===== ЦИТИРУЕМЫЙ ОТРЫВОК

Можно ли сказать, что Андерс Петерсен стал вашим главным вдохновителем?

В те времена было множество источников вдохновения – среди прочих Нина Голдин и Мартин Пар, который был совсем другим фотографом. Я только хочу сказать, что в то время мне был 21 год, и я был очень открыт и пробовал различные приёмы. Одну неделю мои снимки выглядели так, вторую – иначе. Позже, когда я закончил школу, мне нужно было найти себя, собственный язык, и в этом и состоял вызов.

Как вы нашли свой собственный язык и из чего же он состоит?

Когда я окончил фотошколу, я решил поехать на восточный берег Гренландии, в очень отдалённую область. Для того нашлись различные причины – недавно скончался мой отец, а он ездил в Гренландию и рассказывал мне много историй о той жизни, даже подарил книгу гренландского художника, в которой были очень минималистичные рисунки и стихи о простой жизни на восточном берегу Гренландии.


Якоб Ауэ Соболь. Сабина

Автор гренландской книги был и художник, и поэт?

==========
===== ИСХОДНЫЕ СТРОКИ

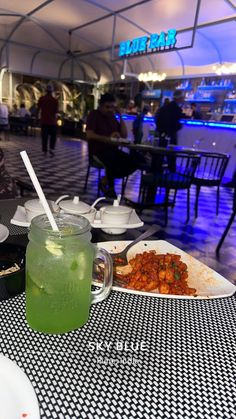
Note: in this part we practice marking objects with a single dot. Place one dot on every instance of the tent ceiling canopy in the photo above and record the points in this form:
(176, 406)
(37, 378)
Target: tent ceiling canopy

==========

◆ **ЗАДАНИЕ**
Перепишите часть отрывка из интервью с "В те времена" по "художник, и поэт?" включительно, поставив "школу фотографии" вместо "фотошколу".

◆ **РЕШЕНИЕ**
В те времена было множество источников вдохновения – среди прочих Нина Голдин и Мартин Пар, который был совсем другим фотографом. Я только хочу сказать, что в то время мне был 21 год, и я был очень открыт и пробовал различные приёмы. Одну неделю мои снимки выглядели так, вторую – иначе. Позже, когда я закончил школу, мне нужно было найти себя, собственный язык, и в этом и состоял вызов.

Как вы нашли свой собственный язык и из чего же он состоит?

Когда я окончил школу фотографии, я решил поехать на восточный берег Гренландии, в очень отдалённую область. Для того нашлись различные причины – недавно скончался мой отец, а он ездил в Гренландию и рассказывал мне много историй о той жизни, даже подарил книгу гренландского художника, в которой были очень минималистичные рисунки и стихи о простой жизни на восточном берегу Гренландии.


Якоб Ауэ Соболь. Сабина

Автор гренландской книги был и художник, и поэт?